◆ Task statement: Copy verbatim the span of lines beginning at the line that contains "the stage lighting" and ending with the final line of the data. Exclude pictures from the copy.

◆ Given records:

++++++++

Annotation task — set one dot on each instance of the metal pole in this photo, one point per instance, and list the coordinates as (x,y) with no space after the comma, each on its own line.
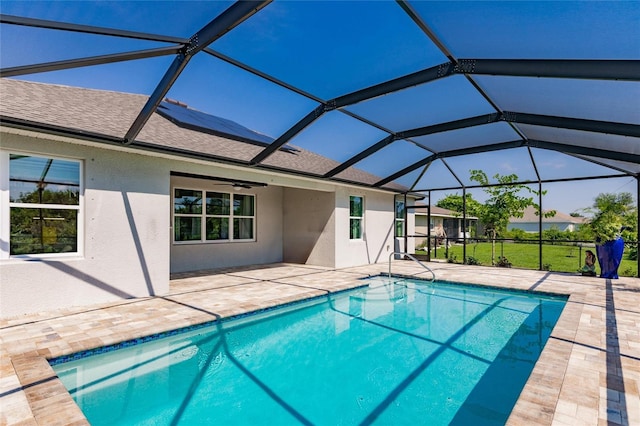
(540,226)
(404,225)
(429,228)
(464,225)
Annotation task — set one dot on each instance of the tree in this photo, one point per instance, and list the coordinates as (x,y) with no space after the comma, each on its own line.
(613,215)
(503,203)
(454,203)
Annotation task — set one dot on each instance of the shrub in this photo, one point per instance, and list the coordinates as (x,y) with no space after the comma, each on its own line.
(503,262)
(472,261)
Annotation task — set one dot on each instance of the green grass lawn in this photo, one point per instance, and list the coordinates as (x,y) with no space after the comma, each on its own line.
(559,258)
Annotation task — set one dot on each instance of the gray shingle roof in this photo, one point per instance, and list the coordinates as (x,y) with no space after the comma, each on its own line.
(112,113)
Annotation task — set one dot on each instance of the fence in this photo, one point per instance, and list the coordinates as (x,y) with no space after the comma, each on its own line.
(552,255)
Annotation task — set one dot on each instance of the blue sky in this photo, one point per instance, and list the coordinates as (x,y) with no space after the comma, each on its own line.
(332,48)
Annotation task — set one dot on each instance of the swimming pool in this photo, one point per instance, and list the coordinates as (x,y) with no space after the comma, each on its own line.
(393,352)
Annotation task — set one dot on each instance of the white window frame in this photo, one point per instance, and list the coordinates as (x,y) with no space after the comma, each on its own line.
(203,216)
(361,218)
(6,205)
(400,219)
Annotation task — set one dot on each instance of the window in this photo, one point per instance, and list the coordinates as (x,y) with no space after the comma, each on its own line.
(43,205)
(356,217)
(400,212)
(217,221)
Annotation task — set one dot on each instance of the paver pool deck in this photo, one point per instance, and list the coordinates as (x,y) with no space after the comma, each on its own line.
(588,373)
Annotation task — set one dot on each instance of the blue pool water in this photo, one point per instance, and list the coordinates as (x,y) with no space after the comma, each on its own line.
(392,353)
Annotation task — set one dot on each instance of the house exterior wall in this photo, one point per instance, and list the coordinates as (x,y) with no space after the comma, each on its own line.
(127,236)
(125,226)
(378,238)
(267,247)
(309,227)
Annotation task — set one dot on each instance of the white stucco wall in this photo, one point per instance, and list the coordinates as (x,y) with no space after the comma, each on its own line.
(309,227)
(378,240)
(126,234)
(128,248)
(267,248)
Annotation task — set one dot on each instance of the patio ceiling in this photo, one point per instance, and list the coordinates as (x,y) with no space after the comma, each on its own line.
(390,88)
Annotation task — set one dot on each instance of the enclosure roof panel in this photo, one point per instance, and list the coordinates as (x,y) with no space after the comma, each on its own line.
(369,93)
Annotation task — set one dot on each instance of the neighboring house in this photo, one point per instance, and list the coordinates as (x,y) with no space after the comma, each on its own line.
(530,221)
(87,219)
(448,220)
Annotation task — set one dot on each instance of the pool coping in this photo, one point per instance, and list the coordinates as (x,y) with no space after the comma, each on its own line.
(546,398)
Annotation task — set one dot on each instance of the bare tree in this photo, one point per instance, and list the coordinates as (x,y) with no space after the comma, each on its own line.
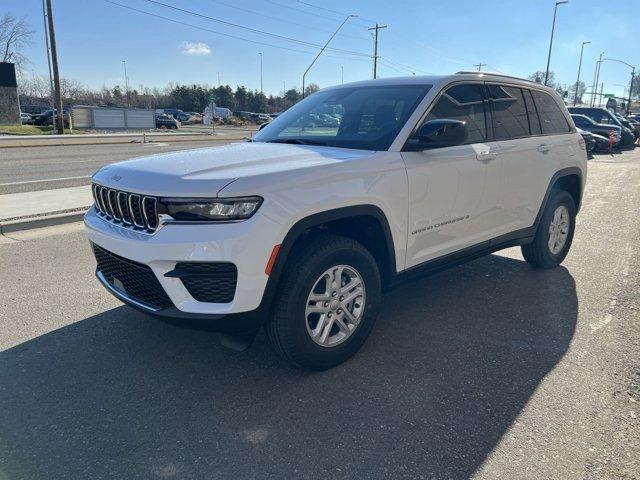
(35,86)
(15,35)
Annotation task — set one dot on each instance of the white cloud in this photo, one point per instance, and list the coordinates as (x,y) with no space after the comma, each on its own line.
(198,48)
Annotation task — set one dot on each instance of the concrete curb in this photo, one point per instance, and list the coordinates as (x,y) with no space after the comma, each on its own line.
(42,221)
(12,141)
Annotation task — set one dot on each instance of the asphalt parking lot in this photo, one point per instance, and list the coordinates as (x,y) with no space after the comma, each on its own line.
(490,370)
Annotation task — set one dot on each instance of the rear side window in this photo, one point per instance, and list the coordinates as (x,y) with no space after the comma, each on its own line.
(463,102)
(532,113)
(551,117)
(510,118)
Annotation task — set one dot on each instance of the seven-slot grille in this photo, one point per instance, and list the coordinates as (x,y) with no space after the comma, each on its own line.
(129,209)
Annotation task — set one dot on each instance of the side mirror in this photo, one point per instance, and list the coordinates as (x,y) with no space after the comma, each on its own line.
(443,132)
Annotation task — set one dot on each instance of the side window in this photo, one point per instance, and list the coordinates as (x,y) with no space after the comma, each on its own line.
(551,117)
(534,118)
(465,103)
(510,118)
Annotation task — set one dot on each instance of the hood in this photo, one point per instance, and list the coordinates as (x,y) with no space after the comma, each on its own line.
(205,171)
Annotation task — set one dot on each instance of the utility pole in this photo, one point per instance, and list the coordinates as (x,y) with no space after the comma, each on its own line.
(375,48)
(553,27)
(260,53)
(575,97)
(126,83)
(633,74)
(600,97)
(46,40)
(598,75)
(304,75)
(56,75)
(594,85)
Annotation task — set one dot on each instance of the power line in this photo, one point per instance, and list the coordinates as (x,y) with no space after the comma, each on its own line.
(252,30)
(254,12)
(255,42)
(301,10)
(408,68)
(342,14)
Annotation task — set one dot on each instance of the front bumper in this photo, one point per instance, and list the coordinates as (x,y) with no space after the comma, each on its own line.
(246,244)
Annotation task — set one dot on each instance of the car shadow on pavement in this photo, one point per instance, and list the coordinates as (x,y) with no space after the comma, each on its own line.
(453,360)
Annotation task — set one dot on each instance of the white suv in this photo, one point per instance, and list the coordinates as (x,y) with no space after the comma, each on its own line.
(303,228)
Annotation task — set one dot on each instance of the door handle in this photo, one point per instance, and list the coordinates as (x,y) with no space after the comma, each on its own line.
(485,156)
(544,148)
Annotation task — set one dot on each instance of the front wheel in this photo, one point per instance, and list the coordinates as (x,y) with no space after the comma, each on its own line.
(555,232)
(326,304)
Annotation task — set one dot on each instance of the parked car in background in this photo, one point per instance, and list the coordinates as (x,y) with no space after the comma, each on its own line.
(243,115)
(195,117)
(589,140)
(164,121)
(635,124)
(183,117)
(174,112)
(586,123)
(260,118)
(604,116)
(626,123)
(602,143)
(46,118)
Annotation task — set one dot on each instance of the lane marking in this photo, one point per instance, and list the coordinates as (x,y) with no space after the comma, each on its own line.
(45,180)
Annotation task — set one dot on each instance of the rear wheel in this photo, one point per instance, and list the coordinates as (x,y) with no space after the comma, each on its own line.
(555,232)
(326,303)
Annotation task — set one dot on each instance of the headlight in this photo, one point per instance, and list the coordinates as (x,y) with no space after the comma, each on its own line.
(213,209)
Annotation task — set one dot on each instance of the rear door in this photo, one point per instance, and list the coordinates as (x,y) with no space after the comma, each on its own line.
(453,189)
(523,151)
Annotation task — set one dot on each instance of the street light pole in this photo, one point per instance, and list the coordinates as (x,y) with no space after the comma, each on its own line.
(58,112)
(260,53)
(304,75)
(575,97)
(633,74)
(126,82)
(596,79)
(553,27)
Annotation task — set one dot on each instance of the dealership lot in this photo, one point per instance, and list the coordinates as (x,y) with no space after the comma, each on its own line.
(489,370)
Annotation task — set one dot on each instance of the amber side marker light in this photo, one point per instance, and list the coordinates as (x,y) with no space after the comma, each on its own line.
(272,259)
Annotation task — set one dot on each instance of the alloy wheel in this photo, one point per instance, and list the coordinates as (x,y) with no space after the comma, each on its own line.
(335,306)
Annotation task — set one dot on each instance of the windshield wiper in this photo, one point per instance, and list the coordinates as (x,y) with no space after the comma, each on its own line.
(296,141)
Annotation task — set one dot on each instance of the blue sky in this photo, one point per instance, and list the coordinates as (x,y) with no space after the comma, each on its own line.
(425,36)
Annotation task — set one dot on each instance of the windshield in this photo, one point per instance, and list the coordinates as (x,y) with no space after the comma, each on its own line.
(364,118)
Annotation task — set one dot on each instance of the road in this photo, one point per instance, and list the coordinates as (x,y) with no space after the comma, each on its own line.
(490,370)
(28,169)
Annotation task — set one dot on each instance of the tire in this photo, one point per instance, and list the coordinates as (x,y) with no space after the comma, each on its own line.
(291,327)
(540,253)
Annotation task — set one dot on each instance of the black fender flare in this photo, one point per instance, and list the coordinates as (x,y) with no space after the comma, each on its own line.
(565,172)
(315,220)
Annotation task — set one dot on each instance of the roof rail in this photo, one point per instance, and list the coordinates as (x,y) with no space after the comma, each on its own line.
(495,75)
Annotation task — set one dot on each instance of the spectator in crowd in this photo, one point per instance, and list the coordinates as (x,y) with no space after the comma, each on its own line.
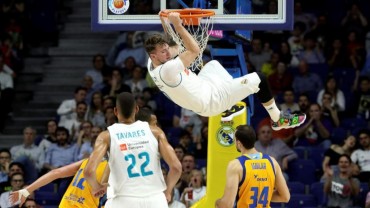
(337,56)
(311,53)
(196,189)
(137,83)
(304,103)
(95,110)
(44,141)
(62,153)
(67,109)
(355,20)
(306,81)
(97,72)
(17,181)
(188,164)
(330,112)
(332,155)
(87,147)
(296,42)
(270,67)
(338,100)
(84,133)
(258,56)
(7,94)
(115,85)
(321,31)
(5,159)
(289,105)
(309,20)
(174,203)
(180,152)
(274,147)
(280,80)
(360,157)
(87,83)
(31,156)
(341,188)
(73,124)
(14,167)
(353,43)
(316,129)
(361,99)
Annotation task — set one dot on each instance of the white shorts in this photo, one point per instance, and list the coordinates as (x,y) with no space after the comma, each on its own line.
(226,91)
(154,201)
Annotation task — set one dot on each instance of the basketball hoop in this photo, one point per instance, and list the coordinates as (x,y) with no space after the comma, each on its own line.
(198,22)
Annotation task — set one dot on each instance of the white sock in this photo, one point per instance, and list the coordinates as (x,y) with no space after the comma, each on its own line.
(273,111)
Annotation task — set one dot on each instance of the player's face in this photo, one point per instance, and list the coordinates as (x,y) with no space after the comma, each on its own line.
(162,53)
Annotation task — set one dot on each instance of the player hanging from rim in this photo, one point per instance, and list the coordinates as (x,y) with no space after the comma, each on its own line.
(213,90)
(255,178)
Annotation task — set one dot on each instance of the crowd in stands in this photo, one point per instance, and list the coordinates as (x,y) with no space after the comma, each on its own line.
(322,68)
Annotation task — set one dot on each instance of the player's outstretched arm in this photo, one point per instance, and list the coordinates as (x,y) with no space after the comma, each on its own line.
(281,192)
(169,156)
(100,149)
(191,46)
(62,172)
(234,169)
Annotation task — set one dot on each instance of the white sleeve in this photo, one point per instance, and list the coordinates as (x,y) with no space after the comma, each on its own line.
(170,71)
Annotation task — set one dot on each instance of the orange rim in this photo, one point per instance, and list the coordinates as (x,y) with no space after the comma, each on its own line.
(190,13)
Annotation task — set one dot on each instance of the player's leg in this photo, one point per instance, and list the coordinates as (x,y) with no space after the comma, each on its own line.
(257,83)
(156,201)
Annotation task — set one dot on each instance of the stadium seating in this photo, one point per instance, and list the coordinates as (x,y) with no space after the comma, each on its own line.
(317,189)
(302,170)
(296,187)
(301,200)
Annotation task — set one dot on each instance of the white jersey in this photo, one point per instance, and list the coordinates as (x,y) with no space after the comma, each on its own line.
(186,93)
(209,93)
(134,161)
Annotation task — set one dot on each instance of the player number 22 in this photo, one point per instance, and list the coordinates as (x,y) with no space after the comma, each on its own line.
(132,159)
(259,197)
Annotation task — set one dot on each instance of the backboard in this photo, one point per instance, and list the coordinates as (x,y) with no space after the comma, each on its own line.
(132,15)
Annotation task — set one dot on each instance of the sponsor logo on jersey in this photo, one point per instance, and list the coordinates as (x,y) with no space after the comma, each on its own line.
(118,6)
(123,147)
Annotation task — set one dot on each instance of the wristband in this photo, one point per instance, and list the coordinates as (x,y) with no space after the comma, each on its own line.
(24,192)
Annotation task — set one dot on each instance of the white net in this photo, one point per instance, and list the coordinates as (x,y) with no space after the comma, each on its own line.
(199,32)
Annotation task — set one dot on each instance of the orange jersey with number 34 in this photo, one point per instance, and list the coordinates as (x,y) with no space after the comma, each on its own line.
(258,181)
(78,193)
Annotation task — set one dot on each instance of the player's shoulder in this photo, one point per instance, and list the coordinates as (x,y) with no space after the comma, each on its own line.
(235,165)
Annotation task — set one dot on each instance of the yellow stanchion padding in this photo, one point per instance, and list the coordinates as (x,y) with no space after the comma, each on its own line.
(221,150)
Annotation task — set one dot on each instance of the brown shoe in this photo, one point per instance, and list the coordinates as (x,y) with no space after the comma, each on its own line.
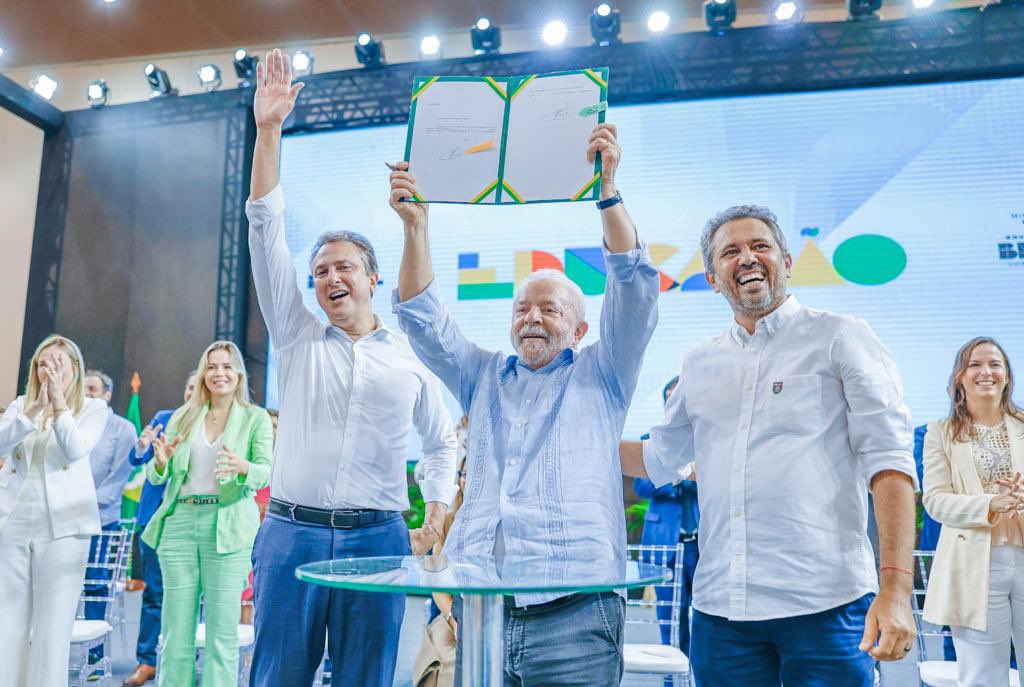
(140,676)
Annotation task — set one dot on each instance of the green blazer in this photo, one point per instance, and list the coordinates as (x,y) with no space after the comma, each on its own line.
(250,434)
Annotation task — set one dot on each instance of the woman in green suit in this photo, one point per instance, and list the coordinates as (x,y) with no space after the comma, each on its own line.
(214,456)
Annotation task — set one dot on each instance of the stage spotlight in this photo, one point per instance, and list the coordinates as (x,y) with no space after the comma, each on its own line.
(786,11)
(245,68)
(658,22)
(209,77)
(97,93)
(43,86)
(302,62)
(605,25)
(430,47)
(863,9)
(159,83)
(719,14)
(369,51)
(486,38)
(554,33)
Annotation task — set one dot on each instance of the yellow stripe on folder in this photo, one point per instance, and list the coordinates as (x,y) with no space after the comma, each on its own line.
(497,86)
(511,191)
(486,191)
(590,184)
(596,78)
(522,85)
(422,88)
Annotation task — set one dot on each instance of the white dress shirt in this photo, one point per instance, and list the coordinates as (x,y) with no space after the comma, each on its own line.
(347,408)
(787,427)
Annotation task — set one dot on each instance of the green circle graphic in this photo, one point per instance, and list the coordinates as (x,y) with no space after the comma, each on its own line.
(869,259)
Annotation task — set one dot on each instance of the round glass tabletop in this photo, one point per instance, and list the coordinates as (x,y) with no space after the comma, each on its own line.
(479,574)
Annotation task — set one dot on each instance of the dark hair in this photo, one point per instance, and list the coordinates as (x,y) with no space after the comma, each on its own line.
(961,422)
(353,238)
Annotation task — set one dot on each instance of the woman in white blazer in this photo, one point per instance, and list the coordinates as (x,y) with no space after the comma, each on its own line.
(48,512)
(973,465)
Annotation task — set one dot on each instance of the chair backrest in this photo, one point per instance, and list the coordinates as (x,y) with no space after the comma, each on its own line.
(671,557)
(923,569)
(107,569)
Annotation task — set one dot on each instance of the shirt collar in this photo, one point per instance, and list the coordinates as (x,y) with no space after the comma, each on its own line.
(771,323)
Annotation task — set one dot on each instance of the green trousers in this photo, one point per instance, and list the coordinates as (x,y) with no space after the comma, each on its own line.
(192,566)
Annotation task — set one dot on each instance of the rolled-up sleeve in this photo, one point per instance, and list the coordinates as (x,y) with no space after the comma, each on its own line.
(439,443)
(273,271)
(629,315)
(879,420)
(670,447)
(438,343)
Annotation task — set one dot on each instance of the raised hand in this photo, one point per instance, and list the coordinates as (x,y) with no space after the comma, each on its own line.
(604,139)
(229,465)
(414,215)
(274,91)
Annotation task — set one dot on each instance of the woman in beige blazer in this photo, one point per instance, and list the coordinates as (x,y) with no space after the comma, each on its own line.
(973,465)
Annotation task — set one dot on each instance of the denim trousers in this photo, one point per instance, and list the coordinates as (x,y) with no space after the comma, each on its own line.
(572,641)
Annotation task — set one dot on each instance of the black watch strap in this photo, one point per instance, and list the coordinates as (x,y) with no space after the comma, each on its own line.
(614,200)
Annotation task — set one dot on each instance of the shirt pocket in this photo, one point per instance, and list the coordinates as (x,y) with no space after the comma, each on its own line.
(794,404)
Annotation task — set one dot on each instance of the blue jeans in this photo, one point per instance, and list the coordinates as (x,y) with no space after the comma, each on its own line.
(576,640)
(816,650)
(153,601)
(292,616)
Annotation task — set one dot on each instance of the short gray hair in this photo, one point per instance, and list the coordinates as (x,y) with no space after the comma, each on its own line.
(577,301)
(103,378)
(739,212)
(353,238)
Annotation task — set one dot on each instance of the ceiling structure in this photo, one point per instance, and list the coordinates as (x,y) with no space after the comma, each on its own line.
(56,32)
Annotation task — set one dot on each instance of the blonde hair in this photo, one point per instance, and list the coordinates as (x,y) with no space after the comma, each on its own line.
(75,393)
(184,418)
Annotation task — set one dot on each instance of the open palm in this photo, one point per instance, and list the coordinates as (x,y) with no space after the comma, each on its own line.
(274,91)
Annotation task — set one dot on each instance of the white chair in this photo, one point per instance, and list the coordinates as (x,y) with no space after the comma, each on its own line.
(665,659)
(935,673)
(104,583)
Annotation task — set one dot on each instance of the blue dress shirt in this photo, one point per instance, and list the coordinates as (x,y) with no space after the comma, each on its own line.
(543,457)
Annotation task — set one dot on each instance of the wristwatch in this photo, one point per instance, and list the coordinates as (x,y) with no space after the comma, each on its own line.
(614,200)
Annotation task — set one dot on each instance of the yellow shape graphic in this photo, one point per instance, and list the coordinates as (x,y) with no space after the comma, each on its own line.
(694,266)
(477,275)
(813,268)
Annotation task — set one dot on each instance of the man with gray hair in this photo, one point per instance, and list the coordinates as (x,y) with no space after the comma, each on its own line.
(792,415)
(543,475)
(351,391)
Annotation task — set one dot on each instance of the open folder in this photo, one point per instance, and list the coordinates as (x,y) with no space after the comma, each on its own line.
(506,140)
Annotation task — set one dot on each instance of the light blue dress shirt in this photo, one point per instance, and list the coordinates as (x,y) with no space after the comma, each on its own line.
(543,458)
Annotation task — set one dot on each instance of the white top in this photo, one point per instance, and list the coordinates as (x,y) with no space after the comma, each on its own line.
(347,408)
(202,479)
(787,428)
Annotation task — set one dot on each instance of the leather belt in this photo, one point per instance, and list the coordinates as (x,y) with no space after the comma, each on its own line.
(346,518)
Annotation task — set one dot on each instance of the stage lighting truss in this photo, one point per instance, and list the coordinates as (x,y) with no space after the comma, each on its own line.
(160,84)
(209,77)
(486,38)
(245,68)
(605,25)
(369,51)
(720,14)
(863,9)
(302,62)
(98,93)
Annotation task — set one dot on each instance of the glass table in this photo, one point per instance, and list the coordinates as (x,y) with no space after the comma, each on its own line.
(482,585)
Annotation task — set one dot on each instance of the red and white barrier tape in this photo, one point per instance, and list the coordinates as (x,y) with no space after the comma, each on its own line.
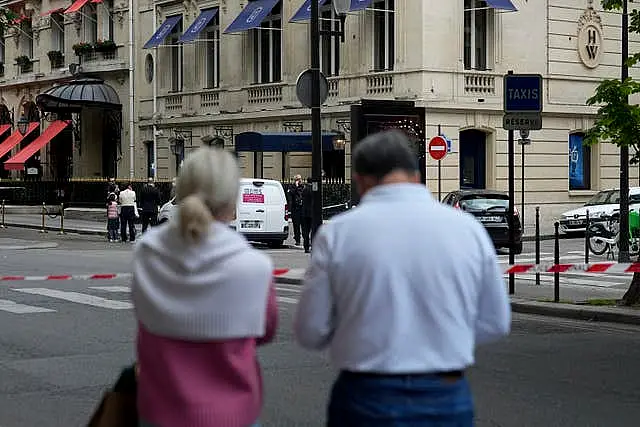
(109,276)
(595,268)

++++++++

◆ Answer to this exercise:
Annotation task — set one dot on each instance of the stage lighting truss in this photo, one point per instance, and list the coordinates as (x,y) with no space after the comma, each on its own line.
(160,84)
(209,77)
(486,38)
(245,68)
(605,25)
(369,51)
(720,14)
(863,9)
(302,62)
(98,93)
Annotation task — set one dot on each instance of the glass table in this photo, one point per instance, and list the coordinates as (x,y) with no space after the comma, each on its own line.
(482,585)
Annotation task — set one dot on each instance of the red and white barrier tape in this photo, one point per instance, and list the coordinates as (x,y) with no space after the comma, each on its own line.
(109,276)
(595,268)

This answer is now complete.